Information
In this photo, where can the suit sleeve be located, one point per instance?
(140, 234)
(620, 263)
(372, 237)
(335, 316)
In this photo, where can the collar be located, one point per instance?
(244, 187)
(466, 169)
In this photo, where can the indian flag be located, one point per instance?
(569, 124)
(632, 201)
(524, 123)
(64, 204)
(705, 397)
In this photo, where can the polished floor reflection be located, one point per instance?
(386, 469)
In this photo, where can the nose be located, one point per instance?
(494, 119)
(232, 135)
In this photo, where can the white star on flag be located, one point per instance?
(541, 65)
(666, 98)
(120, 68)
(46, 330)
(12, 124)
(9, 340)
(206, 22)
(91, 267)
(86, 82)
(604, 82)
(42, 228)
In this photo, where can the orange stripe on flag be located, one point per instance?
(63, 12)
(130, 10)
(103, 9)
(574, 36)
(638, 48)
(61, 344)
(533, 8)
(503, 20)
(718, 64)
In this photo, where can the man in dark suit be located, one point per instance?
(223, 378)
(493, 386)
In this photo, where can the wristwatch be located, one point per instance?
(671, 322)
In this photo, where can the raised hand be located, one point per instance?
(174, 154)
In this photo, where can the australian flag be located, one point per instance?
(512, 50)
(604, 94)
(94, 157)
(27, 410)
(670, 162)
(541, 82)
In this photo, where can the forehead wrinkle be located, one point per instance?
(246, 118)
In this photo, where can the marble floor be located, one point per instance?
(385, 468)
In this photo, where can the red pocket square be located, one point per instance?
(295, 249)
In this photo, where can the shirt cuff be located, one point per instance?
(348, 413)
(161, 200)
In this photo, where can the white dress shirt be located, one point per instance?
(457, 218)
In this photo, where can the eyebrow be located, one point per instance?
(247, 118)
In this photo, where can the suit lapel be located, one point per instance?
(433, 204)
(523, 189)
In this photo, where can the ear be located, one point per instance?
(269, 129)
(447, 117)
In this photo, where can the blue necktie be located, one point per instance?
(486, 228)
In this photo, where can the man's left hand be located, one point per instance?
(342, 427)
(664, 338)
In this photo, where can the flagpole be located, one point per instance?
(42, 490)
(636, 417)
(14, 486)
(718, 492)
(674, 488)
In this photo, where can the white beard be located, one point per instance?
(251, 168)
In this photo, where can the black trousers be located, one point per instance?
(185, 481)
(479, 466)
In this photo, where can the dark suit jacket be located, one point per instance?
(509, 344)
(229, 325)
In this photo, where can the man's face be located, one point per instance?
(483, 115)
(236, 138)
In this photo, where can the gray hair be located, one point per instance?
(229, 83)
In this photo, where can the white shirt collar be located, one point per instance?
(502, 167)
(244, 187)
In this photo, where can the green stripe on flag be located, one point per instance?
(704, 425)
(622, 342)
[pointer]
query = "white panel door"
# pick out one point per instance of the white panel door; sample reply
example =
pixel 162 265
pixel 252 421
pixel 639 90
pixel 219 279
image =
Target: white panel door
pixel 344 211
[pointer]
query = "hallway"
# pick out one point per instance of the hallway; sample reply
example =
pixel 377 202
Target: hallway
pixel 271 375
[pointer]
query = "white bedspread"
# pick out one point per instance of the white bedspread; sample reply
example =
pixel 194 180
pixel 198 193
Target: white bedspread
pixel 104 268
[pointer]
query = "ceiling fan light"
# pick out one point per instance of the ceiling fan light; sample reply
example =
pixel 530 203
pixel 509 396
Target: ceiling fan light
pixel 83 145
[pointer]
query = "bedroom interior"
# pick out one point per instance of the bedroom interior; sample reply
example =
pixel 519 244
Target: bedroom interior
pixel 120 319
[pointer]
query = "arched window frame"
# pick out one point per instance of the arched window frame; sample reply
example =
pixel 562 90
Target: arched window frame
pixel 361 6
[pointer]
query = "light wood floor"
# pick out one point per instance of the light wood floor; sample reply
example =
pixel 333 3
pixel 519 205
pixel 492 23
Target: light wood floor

Task to complete
Only a number is wanted: how many lines of the material above hold "wood"?

Answer box
3